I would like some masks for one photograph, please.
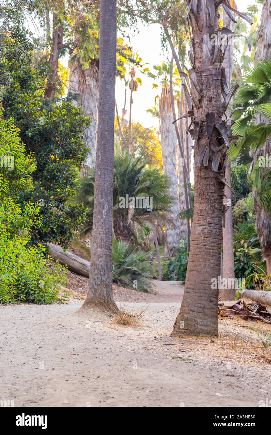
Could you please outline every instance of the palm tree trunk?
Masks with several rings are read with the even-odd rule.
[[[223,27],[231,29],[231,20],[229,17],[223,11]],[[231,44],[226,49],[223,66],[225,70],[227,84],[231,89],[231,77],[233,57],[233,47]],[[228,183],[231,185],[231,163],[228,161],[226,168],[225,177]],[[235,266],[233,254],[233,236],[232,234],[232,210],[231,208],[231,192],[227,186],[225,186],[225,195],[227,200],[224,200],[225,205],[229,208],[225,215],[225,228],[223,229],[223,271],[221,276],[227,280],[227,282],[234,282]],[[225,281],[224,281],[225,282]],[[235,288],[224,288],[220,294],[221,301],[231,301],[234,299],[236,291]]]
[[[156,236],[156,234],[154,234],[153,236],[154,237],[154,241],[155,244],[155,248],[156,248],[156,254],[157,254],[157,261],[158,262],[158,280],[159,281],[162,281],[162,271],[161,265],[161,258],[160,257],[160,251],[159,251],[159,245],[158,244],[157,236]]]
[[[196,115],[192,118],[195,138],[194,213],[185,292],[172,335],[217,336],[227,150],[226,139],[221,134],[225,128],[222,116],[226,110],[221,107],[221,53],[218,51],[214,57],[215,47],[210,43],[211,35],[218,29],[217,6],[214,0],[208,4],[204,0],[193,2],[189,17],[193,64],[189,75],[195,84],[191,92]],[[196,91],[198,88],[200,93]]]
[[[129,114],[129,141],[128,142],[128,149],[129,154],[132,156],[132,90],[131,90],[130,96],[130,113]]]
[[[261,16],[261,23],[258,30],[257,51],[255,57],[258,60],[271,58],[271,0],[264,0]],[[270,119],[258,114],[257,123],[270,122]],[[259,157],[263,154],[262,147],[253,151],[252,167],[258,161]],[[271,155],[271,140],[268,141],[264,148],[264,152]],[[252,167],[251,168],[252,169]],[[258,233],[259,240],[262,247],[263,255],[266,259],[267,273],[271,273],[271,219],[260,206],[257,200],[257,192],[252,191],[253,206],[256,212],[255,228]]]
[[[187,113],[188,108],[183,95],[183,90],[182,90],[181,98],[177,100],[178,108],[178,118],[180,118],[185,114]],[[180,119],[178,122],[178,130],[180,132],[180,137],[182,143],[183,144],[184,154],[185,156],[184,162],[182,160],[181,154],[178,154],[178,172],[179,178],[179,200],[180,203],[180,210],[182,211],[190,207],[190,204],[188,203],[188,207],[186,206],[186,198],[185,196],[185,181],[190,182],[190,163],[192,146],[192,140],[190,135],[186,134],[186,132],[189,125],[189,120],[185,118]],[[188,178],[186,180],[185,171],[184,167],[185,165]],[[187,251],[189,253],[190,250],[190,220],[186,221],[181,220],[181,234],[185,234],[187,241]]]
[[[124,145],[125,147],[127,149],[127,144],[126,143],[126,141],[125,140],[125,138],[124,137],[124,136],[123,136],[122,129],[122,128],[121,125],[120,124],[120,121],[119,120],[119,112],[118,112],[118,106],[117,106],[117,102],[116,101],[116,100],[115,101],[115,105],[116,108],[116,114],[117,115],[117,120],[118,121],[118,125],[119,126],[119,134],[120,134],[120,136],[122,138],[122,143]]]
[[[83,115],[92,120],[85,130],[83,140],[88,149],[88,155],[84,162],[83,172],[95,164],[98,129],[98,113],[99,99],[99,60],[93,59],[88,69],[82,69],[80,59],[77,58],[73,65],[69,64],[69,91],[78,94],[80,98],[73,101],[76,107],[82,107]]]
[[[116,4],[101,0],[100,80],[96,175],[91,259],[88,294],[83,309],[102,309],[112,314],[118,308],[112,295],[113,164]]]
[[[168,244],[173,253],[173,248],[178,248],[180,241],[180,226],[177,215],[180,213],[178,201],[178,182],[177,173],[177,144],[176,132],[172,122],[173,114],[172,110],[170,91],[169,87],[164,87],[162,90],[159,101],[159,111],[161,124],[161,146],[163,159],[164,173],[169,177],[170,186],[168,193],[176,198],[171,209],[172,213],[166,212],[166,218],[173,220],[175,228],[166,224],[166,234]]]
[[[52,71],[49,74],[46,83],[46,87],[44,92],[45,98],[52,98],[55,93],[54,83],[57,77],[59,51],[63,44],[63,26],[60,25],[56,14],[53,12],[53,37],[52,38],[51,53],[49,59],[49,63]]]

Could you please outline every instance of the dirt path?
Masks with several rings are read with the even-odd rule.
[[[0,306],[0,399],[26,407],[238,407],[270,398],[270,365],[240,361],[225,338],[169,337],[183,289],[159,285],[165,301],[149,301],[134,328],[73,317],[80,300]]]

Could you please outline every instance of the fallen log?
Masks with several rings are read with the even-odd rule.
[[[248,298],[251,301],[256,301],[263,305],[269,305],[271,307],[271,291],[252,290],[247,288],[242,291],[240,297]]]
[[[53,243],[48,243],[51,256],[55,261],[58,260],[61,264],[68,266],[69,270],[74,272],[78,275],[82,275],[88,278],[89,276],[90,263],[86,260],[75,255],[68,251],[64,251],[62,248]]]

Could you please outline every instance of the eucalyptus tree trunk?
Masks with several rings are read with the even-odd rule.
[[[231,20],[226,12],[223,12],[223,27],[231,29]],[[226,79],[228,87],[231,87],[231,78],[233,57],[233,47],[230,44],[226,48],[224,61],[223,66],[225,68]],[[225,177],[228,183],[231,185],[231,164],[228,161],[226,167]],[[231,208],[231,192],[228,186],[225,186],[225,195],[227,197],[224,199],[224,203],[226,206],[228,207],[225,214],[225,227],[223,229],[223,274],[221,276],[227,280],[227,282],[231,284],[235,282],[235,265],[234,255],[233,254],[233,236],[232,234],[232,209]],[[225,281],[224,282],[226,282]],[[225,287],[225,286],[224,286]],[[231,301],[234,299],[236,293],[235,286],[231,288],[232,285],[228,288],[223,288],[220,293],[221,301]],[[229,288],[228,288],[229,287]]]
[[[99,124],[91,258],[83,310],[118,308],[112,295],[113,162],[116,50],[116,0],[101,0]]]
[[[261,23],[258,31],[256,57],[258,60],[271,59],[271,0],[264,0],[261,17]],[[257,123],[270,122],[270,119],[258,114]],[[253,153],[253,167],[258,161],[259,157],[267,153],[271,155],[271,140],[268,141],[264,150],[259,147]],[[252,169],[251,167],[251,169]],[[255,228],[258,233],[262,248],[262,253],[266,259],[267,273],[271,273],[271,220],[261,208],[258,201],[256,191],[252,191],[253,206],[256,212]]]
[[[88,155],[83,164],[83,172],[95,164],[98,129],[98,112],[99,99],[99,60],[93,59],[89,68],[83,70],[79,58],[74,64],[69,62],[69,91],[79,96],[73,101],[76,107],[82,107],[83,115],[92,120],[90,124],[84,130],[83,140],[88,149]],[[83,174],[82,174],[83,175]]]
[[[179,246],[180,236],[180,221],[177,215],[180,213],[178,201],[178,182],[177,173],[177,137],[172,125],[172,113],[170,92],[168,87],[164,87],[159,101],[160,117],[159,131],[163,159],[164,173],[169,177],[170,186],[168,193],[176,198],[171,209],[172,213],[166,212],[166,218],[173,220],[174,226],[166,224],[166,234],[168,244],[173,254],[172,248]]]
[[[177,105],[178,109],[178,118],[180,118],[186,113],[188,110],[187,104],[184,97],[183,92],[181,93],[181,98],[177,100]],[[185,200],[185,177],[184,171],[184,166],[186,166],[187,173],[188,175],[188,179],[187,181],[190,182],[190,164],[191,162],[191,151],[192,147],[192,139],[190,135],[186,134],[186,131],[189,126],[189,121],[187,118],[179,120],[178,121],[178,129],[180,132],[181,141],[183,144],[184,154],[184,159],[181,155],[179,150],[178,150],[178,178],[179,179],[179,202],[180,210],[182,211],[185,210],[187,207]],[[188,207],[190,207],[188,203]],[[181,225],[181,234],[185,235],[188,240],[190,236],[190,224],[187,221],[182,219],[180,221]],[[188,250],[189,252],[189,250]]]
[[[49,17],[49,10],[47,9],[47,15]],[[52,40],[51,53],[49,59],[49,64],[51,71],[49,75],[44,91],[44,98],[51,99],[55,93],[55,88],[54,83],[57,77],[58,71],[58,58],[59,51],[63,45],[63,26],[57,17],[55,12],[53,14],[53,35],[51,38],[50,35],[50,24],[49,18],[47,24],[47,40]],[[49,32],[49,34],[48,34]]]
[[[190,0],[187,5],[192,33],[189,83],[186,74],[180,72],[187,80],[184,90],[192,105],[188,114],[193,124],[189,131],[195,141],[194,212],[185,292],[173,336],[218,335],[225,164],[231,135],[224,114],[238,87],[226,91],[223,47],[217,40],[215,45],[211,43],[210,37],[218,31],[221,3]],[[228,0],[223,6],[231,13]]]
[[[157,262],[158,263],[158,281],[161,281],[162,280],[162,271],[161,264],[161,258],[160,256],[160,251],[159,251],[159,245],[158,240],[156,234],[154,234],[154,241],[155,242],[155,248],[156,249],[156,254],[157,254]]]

---

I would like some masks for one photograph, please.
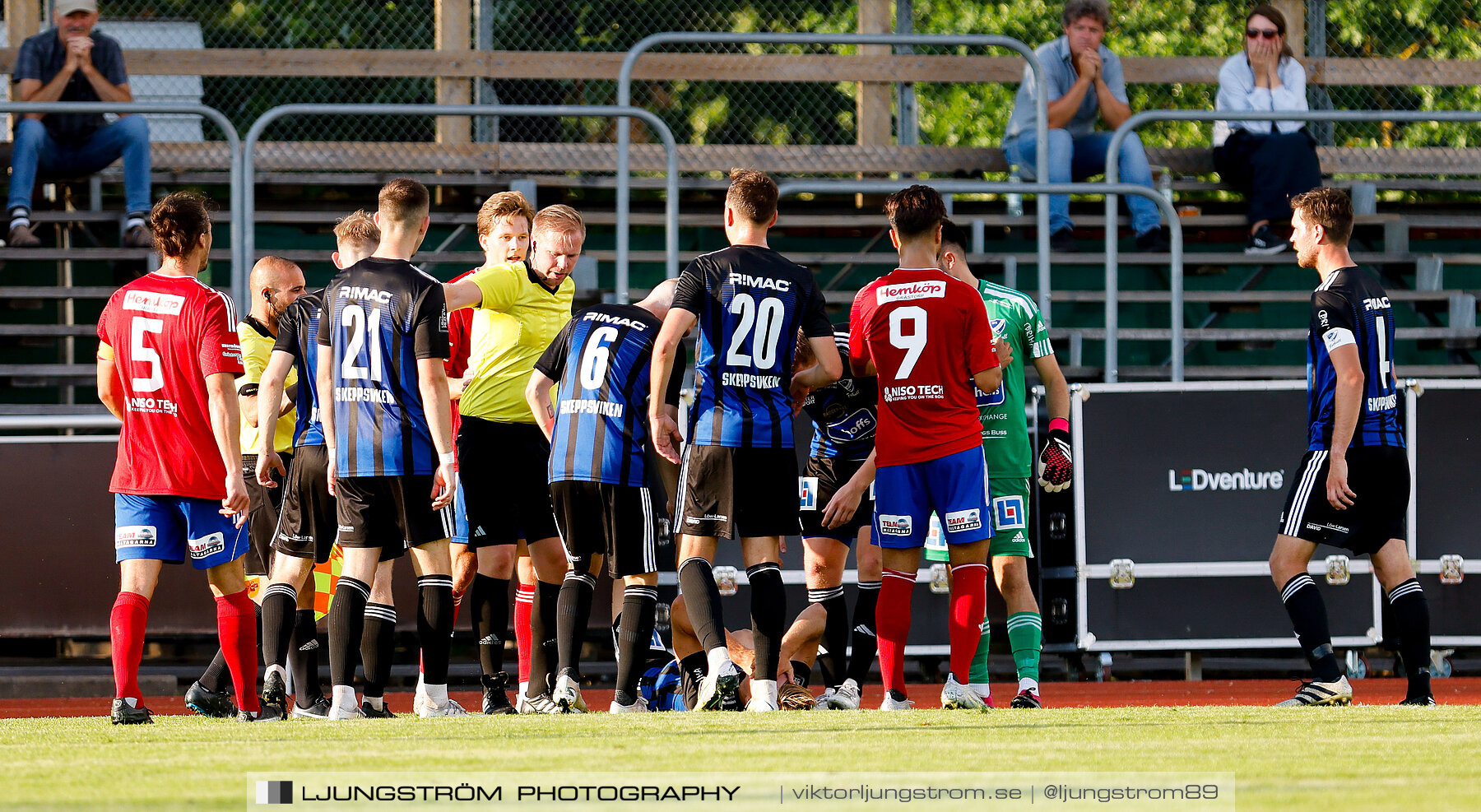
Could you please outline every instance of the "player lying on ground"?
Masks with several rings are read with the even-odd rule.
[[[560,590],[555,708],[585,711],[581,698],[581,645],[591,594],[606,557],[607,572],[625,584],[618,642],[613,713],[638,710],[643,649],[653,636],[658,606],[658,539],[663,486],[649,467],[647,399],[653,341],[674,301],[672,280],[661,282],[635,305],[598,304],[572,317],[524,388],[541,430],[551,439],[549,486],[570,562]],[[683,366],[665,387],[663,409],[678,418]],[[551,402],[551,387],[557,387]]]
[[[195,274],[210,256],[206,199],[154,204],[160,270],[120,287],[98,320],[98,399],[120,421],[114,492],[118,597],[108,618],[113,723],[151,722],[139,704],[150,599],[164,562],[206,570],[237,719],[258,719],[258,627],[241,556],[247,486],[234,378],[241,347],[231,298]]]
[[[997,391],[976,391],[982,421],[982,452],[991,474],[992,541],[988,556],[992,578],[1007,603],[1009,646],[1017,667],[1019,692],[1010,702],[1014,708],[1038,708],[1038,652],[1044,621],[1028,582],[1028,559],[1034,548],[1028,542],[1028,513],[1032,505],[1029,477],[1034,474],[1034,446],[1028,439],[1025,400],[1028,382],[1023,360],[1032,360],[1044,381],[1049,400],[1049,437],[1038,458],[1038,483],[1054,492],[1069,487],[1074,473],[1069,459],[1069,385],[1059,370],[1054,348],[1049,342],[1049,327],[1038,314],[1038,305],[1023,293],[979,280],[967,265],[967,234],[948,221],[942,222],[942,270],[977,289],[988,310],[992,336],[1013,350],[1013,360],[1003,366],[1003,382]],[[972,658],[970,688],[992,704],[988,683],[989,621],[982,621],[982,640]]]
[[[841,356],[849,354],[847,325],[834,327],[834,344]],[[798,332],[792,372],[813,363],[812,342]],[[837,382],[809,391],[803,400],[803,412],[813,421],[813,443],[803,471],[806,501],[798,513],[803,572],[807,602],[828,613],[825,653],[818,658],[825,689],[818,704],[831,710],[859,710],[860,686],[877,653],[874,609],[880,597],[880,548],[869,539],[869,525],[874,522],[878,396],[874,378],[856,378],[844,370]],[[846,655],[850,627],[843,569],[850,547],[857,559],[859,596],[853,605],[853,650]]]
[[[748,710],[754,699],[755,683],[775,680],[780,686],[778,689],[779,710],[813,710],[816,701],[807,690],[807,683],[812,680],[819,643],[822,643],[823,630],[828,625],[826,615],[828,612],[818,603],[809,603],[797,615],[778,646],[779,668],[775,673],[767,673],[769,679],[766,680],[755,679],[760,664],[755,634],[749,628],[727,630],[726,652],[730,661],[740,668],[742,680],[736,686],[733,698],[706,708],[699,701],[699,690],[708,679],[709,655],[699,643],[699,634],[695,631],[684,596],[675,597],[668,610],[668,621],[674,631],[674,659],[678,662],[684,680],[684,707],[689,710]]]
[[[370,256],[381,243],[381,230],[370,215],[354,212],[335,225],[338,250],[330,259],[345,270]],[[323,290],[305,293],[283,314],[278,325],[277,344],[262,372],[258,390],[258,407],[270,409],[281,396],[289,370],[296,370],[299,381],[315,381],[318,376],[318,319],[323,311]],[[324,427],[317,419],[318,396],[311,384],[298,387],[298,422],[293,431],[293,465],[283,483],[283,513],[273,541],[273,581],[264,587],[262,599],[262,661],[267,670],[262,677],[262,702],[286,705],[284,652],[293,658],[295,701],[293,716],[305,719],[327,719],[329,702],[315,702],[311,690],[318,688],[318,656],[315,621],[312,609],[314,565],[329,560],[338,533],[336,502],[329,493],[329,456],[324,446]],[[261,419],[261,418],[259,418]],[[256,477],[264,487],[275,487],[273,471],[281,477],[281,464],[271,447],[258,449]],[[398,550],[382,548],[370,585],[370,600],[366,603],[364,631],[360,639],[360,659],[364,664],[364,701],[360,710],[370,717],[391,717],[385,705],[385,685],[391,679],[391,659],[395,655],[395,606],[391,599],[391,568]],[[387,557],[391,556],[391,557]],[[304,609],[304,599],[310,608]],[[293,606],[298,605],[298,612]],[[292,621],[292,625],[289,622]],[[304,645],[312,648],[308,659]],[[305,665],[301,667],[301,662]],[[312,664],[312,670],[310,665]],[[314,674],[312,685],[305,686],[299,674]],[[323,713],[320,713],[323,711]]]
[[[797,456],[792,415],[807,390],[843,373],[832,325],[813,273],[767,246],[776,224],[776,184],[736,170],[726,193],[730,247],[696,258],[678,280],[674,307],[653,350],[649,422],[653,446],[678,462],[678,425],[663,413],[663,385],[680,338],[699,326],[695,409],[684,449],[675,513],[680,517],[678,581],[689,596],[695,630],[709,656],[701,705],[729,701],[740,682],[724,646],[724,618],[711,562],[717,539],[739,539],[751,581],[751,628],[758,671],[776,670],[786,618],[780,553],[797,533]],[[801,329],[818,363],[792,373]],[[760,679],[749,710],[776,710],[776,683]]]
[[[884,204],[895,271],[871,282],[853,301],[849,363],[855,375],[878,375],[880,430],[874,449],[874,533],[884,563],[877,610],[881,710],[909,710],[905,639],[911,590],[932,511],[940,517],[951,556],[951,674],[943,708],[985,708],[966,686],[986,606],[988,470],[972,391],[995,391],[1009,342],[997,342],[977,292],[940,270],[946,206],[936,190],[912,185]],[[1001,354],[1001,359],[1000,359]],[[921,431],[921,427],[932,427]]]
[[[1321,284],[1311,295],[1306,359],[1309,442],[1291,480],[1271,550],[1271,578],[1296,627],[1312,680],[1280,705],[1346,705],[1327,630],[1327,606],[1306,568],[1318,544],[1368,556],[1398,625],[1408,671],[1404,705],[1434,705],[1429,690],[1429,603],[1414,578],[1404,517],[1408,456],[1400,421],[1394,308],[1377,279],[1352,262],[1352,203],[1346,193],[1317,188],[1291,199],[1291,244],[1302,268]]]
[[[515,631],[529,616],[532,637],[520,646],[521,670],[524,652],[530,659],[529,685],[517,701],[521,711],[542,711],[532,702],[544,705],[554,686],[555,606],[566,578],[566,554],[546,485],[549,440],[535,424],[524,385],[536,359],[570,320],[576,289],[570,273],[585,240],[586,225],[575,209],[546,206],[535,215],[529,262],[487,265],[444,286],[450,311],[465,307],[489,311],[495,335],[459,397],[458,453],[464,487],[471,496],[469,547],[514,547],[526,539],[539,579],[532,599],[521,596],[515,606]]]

**Your objective**
How many lines in the listing above contain the word "tree"? Reply with the number alone.

**Answer for the task**
2